**EXERCISE REQUIREMENTS:** Give the data a second time, exactly and in full.

Coordinate annotation entries:
#####

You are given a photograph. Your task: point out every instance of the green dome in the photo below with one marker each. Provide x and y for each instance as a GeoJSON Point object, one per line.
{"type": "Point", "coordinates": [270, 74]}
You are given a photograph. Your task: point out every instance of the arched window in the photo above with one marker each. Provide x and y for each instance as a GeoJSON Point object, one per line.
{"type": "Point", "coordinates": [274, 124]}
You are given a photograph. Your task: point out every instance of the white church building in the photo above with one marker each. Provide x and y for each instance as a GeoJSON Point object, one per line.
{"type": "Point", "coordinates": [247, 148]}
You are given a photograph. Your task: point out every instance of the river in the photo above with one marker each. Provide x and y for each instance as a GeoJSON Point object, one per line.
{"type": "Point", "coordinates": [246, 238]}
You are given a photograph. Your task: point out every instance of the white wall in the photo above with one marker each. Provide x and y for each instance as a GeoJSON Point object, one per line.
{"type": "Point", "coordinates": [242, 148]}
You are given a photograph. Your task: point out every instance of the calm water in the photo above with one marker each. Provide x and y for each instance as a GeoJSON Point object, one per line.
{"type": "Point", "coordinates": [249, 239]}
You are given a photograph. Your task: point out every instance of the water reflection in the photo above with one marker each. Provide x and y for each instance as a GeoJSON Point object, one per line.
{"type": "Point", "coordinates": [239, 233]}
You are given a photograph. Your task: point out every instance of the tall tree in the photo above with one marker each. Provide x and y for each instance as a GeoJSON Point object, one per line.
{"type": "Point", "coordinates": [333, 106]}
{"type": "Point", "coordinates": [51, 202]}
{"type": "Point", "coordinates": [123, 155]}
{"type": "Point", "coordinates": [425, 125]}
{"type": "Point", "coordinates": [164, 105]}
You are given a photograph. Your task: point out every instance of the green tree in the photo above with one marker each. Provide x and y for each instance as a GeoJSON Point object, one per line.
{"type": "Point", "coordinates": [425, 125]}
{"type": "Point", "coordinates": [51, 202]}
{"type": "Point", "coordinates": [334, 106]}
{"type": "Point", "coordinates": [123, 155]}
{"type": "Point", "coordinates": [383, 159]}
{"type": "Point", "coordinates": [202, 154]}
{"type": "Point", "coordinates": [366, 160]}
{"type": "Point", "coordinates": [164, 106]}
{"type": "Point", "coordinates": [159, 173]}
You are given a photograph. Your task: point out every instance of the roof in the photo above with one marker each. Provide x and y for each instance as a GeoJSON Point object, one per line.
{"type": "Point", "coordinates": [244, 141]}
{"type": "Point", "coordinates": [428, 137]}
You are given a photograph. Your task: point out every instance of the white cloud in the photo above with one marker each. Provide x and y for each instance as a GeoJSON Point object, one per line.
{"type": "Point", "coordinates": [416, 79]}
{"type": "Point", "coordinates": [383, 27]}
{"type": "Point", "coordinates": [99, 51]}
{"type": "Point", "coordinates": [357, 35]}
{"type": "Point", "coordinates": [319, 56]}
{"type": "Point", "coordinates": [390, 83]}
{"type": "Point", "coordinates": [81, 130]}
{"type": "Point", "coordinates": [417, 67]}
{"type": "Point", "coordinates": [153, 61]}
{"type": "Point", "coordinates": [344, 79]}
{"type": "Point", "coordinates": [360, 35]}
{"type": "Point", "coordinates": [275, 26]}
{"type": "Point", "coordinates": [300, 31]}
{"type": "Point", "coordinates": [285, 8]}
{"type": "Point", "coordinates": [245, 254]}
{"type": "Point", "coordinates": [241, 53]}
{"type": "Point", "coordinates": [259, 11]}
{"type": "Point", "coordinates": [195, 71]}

#####

**SOLUTION TO THIS PROBLEM:**
You are given a photograph. Your task: point out every instance of the green dome in the photo below with one marker each. Provide x and y for each instance as a GeoJSON Point object, one per line.
{"type": "Point", "coordinates": [270, 74]}
You are given a photograph. Your task: point out every instance of the arched window in the photo above with one marker each. Provide x and y for each instance as a GeoJSON Point object, one per line.
{"type": "Point", "coordinates": [274, 124]}
You are given a photograph. Your task: point out every instance of the white church building in the photo above with one marker each. Provide x and y for each instance as a GeoJSON Point object, one per line.
{"type": "Point", "coordinates": [247, 148]}
You are given a photograph. Your task: point out every instance of the river in the photo above with one marker each. Provide x and y for each instance as a GeoJSON Point object, one per line.
{"type": "Point", "coordinates": [246, 238]}
You are given a photograph. Your task: point out every instance of the white wall in the photo above with one marker each. Provide x and y for each instance as a GeoJSON Point object, one per line.
{"type": "Point", "coordinates": [242, 148]}
You are given a photograph. Your task: point out every instance of the calm water in the photo above with one marker each. Provide x and y for each instance as a GeoJSON Point object, one per line.
{"type": "Point", "coordinates": [249, 239]}
You are given a photograph. Your task: point out every instance of the water reflection in the photo above with one marker each. Provide x and y for each instance as a GeoJSON Point object, one per line.
{"type": "Point", "coordinates": [239, 233]}
You are given a photograph. Your task: point out every instance of the tall tree in the photo above with one marker each. Provide x and y for each instance as a GeoJSON Point object, one per line.
{"type": "Point", "coordinates": [333, 106]}
{"type": "Point", "coordinates": [51, 202]}
{"type": "Point", "coordinates": [123, 155]}
{"type": "Point", "coordinates": [425, 125]}
{"type": "Point", "coordinates": [164, 105]}
You are given a photograph. Your task: point out every instance of the green tree in the photo above with one marker each. Provide x and y for each instance as a GeoJSON Point object, one per line.
{"type": "Point", "coordinates": [425, 125]}
{"type": "Point", "coordinates": [51, 202]}
{"type": "Point", "coordinates": [334, 106]}
{"type": "Point", "coordinates": [123, 155]}
{"type": "Point", "coordinates": [383, 159]}
{"type": "Point", "coordinates": [202, 154]}
{"type": "Point", "coordinates": [366, 160]}
{"type": "Point", "coordinates": [164, 106]}
{"type": "Point", "coordinates": [159, 173]}
You are given a photograph. Your task: point out every instance of the roof in the photo above with one marker each. Provide x and y for each instance as a GeoJSON Point object, one per line.
{"type": "Point", "coordinates": [244, 141]}
{"type": "Point", "coordinates": [428, 137]}
You are given a photograph. Your task: point out every instance of the white cloud in the photo above with one marker each. Provide x and y for each instance as a GeoJSON Point object, one per line.
{"type": "Point", "coordinates": [416, 79]}
{"type": "Point", "coordinates": [383, 27]}
{"type": "Point", "coordinates": [99, 51]}
{"type": "Point", "coordinates": [357, 35]}
{"type": "Point", "coordinates": [319, 56]}
{"type": "Point", "coordinates": [390, 83]}
{"type": "Point", "coordinates": [81, 130]}
{"type": "Point", "coordinates": [417, 67]}
{"type": "Point", "coordinates": [153, 61]}
{"type": "Point", "coordinates": [344, 79]}
{"type": "Point", "coordinates": [360, 35]}
{"type": "Point", "coordinates": [275, 26]}
{"type": "Point", "coordinates": [300, 31]}
{"type": "Point", "coordinates": [285, 8]}
{"type": "Point", "coordinates": [245, 254]}
{"type": "Point", "coordinates": [241, 53]}
{"type": "Point", "coordinates": [259, 11]}
{"type": "Point", "coordinates": [195, 71]}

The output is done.